- **Your goal**
Reproduce every one of the rows below word for word, changing nothing.

- **Entries**
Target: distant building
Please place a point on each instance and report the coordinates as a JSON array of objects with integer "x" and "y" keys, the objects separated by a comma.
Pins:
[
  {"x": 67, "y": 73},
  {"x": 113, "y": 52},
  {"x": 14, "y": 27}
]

- **Answer to this exercise**
Target: distant building
Please place a point on each instance and report the coordinates as a JSON array of objects with integer "x" and "y" keys, the objects separated by a comma.
Pins:
[
  {"x": 67, "y": 73},
  {"x": 113, "y": 52},
  {"x": 14, "y": 27}
]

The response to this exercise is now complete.